==== Text segment
The report identifies ten priority areas in which aquatic animal welfare considerations go hand in hand with global environmental and sustainability targets. In this critical year, with the first UN Food Systems Summit and the UN Food and Agriculture Organization developing new guidelines on sustainable aquaculture, the report comes at an opportune time to stress that aquatic animal welfare should not be left behind in our effort in achieving the Sustainable Development Goals. Moreover, with support from various ocean conservation and animal welfare organizations from ALI’s coalitions, this report speaks also as a unified voice calling for higher representation of aquatic animal welfare globally.

“With a food production system that is highly intensive coupled with low animal welfare, the result is weaker immune systems among animals and therefore more disease and need for antibiotics. This feedback loop greatly affects the environment and ecosystem, and ultimately lowers resource efficiency and productivity—the opposite of sustainability,” says Christine Xu, Head of Strategic Initiatives at the Aquatic Life Institute.

“We need an urgent change to our sustainable development discourse. Meaning, we need to start seeing aquatic animals as equally important as land animals and that we need to include aquatic animals’ welfare into account if we want to achieve sustainable aquaculture, fisheries, and food systems,” adds Xu.
========
==== Records
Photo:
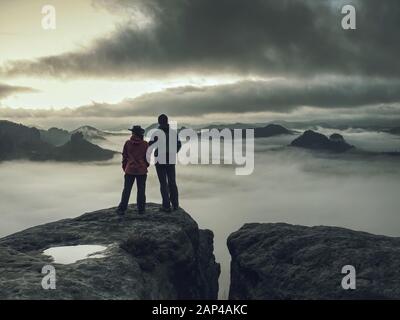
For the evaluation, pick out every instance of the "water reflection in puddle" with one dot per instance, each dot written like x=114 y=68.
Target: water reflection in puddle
x=72 y=254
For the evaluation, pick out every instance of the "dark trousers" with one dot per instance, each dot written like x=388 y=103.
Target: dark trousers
x=169 y=190
x=141 y=191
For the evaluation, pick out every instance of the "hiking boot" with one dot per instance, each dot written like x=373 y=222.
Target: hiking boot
x=120 y=212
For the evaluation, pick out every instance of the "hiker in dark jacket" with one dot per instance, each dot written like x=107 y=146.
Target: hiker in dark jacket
x=135 y=165
x=165 y=165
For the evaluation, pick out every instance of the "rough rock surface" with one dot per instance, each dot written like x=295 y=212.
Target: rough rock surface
x=152 y=256
x=281 y=261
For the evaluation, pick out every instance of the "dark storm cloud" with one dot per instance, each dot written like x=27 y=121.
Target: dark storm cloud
x=300 y=37
x=7 y=90
x=254 y=96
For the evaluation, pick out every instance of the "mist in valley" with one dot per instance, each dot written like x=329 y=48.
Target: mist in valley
x=288 y=185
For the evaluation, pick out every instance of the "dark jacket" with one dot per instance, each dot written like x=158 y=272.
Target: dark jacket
x=134 y=160
x=170 y=134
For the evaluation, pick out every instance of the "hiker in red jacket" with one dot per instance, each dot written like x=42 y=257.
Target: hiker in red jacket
========
§ Exercise set:
#1 In the text on aquatic animal welfare, why does a highly intensive food production system with low animal welfare run counter to sustainability? Answer in one to three sentences.
#2 Continue the text on aquatic animal welfare and sustainability from where it stops.

§ Answers for the tasks:
#1 Low welfare in intensive production weakens the animals' immune systems, which leads to more disease and a greater need for antibiotics. This feedback loop harms the environment and ecosystem and lowers resource efficiency and productivity, which is the opposite of sustainability.

#2
As consumer demand is expected to rise for seafood in the coming years, further strain from overfishing, climate change, and unsustainable production methods will be placed on our fragile ecosystems and harm the people and animals that rely on them most. 

The Aquatic Life Institute has submitted the report to the UN FAO’s Committee on Fisheries, urging for more dialogue and consideration of these priorities as they revise their Guidelines on Sustainable Aquaculture, which could set the tone for global aquaculture development for decades to come. 

“It is our objective to show that animal welfare considerations are inextricably linked to ethical, environmental and social issues, and therefore should be an integral component of sustainable development policies moving forward,” says William Bench, Founder of ALI.

“These recommendations offer a robust framework for implementing meaningful welfare interventions that allow for aquatic animals to have a life worth living, and in the context of global development, provide adaptive measures for aquaculture and fisheries to truly ensure sustainable and humane development,” concludes Bench.